- Text section
::::::

Nutritional supplementation improves cognitive function in malnourished children: BMJ
Researchers have recently reported that supplementary feeding for 23 weeks can improve executive function, brain health, and nutritional status in vulnerable young children living in low income countries.
Under nutrition in the early years of life is thought to cause permanent damage to cognitive function that is not reversed by later nutritional supplementation. An increasing body of pre-clinical research has suggested that traditional supplementary foods for young children might lack key food constituents that could support regenerative changes in the brain.
Susan B Roberts from Tufts University, Boston, along with associates have carried out the study in West Africa and published their findings in the British Medical Journal.
The main goal of the study was to assess the effects of food supplementation on improving working memory and additional measures including cerebral blood flow in children at risk of under nutrition.
The study design was a randomized controlled trial in 10 villages in Guinea-Bissau of West Africa with 1059 children aged 15 months to 7 years as participants ;children younger than 4 were the primary population. The children were provided with Supervised isocaloric servings (≈1300 kJ, five mornings each week, 23 weeks) of a new food supplement (NEWSUP, high in plant polyphenols and omega 3 fatty acids, within a wide variety and high fortification of micronutrients, and a high protein content), or a fortified blended food (FBF) used in nutrition programs, or a control meal (traditional rice breakfast).

::::::

- Source information
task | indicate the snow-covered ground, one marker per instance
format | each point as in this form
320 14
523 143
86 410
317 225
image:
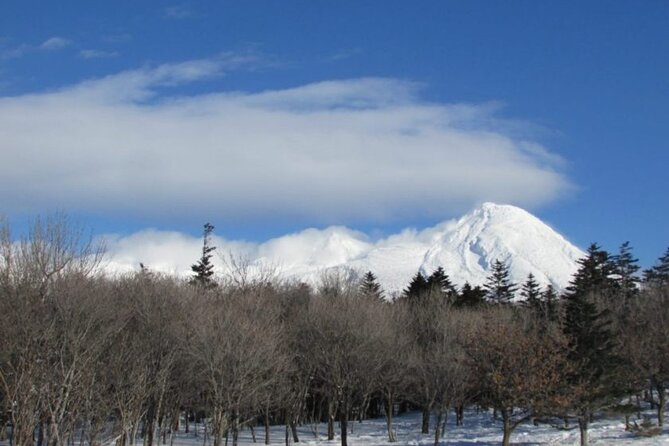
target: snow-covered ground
478 429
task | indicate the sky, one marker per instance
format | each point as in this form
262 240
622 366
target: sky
266 117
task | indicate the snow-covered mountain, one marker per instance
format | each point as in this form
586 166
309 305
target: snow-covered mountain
465 248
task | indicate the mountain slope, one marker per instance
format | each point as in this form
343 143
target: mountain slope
465 248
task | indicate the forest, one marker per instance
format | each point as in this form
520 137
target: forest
86 358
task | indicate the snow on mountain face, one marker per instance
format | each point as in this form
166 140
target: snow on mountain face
465 248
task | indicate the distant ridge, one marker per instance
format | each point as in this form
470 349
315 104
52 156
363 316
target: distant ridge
465 248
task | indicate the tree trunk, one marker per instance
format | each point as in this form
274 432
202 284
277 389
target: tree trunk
388 407
583 428
331 417
437 427
266 421
425 426
293 429
662 402
506 422
343 420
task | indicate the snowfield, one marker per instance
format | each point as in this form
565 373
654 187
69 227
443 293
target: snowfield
478 429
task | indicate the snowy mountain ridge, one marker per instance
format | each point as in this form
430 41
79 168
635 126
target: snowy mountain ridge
465 248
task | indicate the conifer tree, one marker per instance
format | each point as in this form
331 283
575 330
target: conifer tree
370 287
590 340
417 288
626 268
470 296
531 291
204 269
549 301
440 283
658 275
498 286
596 274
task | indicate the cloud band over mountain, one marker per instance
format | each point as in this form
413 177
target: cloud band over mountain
366 149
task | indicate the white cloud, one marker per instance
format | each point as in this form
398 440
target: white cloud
55 43
330 152
178 12
97 54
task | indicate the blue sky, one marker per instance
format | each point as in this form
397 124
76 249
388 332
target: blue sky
304 113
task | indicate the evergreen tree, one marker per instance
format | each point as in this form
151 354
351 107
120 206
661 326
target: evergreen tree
470 296
590 340
596 274
204 269
531 291
498 286
370 287
418 287
658 275
440 283
549 302
626 268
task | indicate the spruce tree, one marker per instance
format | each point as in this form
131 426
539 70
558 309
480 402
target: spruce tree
596 274
440 283
590 340
531 292
626 268
204 269
417 288
498 286
549 303
658 275
470 296
370 287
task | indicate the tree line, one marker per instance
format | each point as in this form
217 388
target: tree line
95 359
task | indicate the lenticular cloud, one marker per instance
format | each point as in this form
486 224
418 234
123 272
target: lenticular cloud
369 149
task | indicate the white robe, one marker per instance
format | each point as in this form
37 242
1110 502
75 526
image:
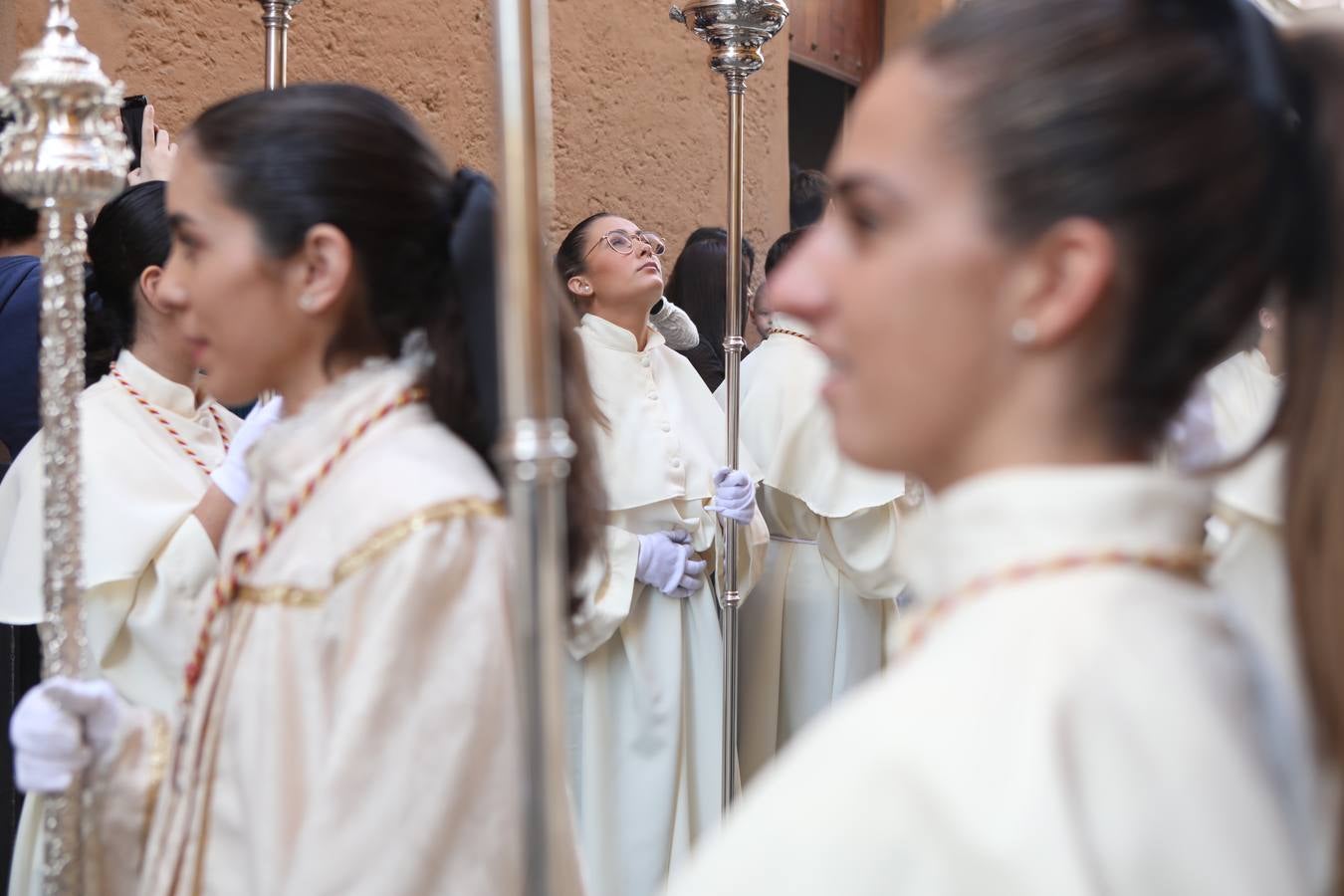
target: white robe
1086 731
645 684
145 555
813 627
1250 569
356 726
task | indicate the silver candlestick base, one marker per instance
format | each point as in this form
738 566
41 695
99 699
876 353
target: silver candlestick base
66 156
736 31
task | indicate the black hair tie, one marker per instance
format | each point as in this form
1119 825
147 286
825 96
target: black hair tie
471 249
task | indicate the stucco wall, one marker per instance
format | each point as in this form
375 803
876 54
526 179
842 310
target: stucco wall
638 115
905 18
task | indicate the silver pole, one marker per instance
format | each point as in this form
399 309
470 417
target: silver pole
736 31
537 448
276 18
66 156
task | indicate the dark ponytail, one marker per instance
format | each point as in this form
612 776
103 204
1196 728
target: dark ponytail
129 235
1312 414
422 239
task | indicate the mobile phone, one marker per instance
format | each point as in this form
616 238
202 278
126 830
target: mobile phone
131 122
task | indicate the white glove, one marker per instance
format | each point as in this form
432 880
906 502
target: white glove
1194 433
231 477
676 326
734 496
58 729
665 563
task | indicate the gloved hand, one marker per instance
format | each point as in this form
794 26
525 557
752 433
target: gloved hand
675 324
58 729
665 563
231 477
734 496
1194 433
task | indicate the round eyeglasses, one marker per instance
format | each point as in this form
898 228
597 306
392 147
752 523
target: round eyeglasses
622 242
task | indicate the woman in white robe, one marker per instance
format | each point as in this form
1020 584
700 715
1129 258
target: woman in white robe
813 629
349 719
1023 278
149 442
1248 567
645 685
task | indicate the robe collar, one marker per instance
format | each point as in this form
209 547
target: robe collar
1029 515
615 337
157 388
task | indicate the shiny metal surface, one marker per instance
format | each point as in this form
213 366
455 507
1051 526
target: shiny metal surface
736 31
537 449
66 156
276 18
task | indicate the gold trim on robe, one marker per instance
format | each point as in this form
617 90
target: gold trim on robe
371 551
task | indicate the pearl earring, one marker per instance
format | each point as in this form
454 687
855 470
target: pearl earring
1024 331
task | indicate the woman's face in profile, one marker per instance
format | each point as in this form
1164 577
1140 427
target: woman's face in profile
899 280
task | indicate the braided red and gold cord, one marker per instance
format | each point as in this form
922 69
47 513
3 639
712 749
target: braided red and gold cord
1187 564
789 332
226 587
163 421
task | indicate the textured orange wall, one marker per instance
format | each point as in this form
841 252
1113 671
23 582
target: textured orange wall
638 115
905 18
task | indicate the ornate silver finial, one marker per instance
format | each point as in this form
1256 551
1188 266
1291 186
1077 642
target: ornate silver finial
65 154
734 30
276 18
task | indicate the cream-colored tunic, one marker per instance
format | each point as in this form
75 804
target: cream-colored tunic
645 688
1250 569
145 555
1090 731
813 627
356 727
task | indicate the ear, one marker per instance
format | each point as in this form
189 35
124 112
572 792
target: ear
1062 280
326 265
150 280
579 287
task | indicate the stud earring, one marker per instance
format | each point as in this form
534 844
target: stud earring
1024 331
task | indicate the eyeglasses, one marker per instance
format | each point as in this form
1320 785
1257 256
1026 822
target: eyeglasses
622 242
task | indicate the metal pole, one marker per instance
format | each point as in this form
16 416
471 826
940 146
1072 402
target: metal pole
537 448
65 154
736 31
276 18
733 345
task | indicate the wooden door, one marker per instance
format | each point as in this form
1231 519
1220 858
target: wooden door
840 38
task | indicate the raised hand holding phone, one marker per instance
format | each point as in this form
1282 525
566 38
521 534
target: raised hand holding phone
157 152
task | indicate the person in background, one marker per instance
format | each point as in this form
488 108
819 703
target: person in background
813 627
759 305
645 681
1050 219
325 250
20 305
153 443
809 191
698 285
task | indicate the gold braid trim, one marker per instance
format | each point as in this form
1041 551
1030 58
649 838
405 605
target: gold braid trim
378 546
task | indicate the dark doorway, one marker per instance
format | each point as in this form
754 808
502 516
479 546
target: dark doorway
816 114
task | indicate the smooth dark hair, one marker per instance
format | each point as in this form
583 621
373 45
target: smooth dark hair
783 247
699 281
18 222
809 191
568 257
129 235
1209 148
422 239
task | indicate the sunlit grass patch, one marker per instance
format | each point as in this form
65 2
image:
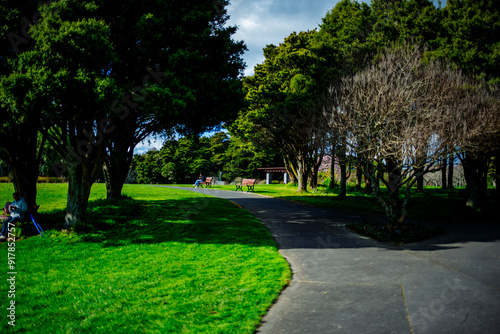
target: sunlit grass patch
145 266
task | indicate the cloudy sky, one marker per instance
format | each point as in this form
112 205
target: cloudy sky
263 22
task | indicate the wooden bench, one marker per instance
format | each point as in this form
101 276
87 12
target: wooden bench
207 183
250 183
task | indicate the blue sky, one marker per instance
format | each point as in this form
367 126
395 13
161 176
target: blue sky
263 22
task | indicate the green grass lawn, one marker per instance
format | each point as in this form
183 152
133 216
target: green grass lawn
162 261
433 203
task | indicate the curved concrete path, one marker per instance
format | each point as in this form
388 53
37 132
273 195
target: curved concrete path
345 283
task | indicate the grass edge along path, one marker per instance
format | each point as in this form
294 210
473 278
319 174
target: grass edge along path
424 210
166 261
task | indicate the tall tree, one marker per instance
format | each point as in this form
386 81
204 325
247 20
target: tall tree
68 86
283 111
21 146
177 69
399 107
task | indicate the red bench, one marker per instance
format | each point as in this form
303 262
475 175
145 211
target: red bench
250 183
207 183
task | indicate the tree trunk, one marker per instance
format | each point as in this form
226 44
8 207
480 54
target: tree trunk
332 173
368 180
25 179
443 173
313 179
80 179
359 175
451 161
115 169
497 175
343 179
302 172
394 184
475 172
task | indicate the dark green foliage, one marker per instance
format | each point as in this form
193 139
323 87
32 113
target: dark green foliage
403 234
182 160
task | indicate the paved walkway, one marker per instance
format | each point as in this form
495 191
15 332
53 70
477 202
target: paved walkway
345 283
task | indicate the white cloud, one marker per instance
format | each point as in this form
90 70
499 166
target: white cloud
264 22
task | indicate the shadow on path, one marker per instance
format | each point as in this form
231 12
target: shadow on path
345 283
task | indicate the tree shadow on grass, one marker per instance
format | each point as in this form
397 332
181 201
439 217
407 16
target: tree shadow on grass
192 220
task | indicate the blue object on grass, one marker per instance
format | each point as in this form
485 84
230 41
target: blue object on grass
38 227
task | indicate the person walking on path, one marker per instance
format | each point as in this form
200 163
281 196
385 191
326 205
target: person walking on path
200 180
17 209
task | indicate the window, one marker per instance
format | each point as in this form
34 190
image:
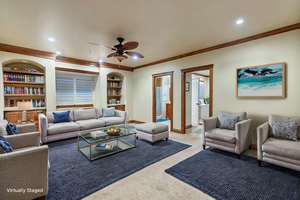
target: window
201 90
74 90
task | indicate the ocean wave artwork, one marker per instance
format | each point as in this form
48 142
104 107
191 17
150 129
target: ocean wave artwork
261 81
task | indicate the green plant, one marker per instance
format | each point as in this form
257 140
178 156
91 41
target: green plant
206 100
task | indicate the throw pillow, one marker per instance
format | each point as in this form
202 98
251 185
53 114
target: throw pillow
108 112
61 117
4 145
3 130
228 122
12 129
287 131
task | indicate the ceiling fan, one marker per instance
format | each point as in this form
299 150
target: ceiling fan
121 49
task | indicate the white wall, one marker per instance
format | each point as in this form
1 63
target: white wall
100 83
278 48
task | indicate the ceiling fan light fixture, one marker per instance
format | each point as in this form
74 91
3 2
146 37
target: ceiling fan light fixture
120 57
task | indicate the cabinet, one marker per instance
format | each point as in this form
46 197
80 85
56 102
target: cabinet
114 92
168 110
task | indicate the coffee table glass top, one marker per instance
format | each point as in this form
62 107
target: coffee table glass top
130 130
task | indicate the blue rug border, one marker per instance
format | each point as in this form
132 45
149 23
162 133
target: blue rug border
201 187
127 173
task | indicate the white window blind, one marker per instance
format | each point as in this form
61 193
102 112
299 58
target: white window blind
74 90
64 91
84 92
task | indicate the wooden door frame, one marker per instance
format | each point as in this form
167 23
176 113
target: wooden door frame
154 76
183 92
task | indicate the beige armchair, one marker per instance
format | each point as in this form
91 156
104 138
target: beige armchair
25 168
235 141
285 153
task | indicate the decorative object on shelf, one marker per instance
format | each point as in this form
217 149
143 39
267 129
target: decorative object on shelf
187 86
112 130
206 100
24 106
262 81
123 49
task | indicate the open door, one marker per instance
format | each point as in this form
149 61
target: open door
195 102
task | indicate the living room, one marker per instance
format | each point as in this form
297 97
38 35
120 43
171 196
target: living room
219 45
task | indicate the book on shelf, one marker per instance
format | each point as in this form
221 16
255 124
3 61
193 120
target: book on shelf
97 134
104 147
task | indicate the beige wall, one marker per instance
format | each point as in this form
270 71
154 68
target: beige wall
100 83
279 48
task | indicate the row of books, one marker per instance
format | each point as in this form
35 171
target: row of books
23 90
35 102
112 92
113 84
23 78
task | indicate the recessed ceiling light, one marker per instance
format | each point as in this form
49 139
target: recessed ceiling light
239 21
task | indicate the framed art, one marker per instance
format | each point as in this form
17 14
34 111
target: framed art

::::::

- Exercise set
a: Using the article on nutritional supplementation, answer these:
(i) In which journal did the researchers publish their findings?
(ii) In which country were the 10 study villages?
(iii) What did the control meal consist of?
b: Pick up the article on nutritional supplementation after its last sentence and keep writing it.
The data can be set aside; nothing here depends on it.

- Answer list
a:
(i) The British Medical Journal
(ii) Guinea-Bissau
(iii) A traditional rice breakfast

b:
The primary outcome that was measured was working memory. Additional outcomes were hemoglobin concentration, growth, body composition, and index of cerebral blood flow (CBFi). In addition to an intention-to-treat analysis, a predefined per protocol analysis was conducted in children who consumed at least 75% of the supplement (820/925, 89%).
The key findings were-
Ø Among children younger than 4, randomization to NEWSUP increased working memory compared with the control meal (rate ratio 1.20, 95% confidence interval 1.02 to 1.41, P=0.03), with a larger effect in the per protocol population (1.25, 1.06 to 1.47, P=0.009)
Ø NEWSUP also increased hemoglobin concentration among children with anemia compared with the control meal, decreased body mass index z score gain (−0.23, −0.43 to −0.02, P=0.03), and increased lean tissue accretion (2.98 cm2, 0.04 to 5.92, P=0.046) with less fat (−5.82 cm2, −11.28 to −0.36, P=0.04) compared with FBF.
Ø Additionally, NEWSUP increased CBFi compared with the control meal and FBF in both age groups combined.
Ø Among children aged 4 and older, NEWSUP had no significant effect on working memory or anemia, but increased lean tissue compared with FBF.
Researchers concluded that childhood under-nutrition is associated with long term impairment in cognition. Maximum beneficial effects were seen in children up to 4 years old with the new food supplement. Further research is needed to optimize the supplement composition and examine cognition more extensively for NEWSUP and traditional supplementary foods, the authors said.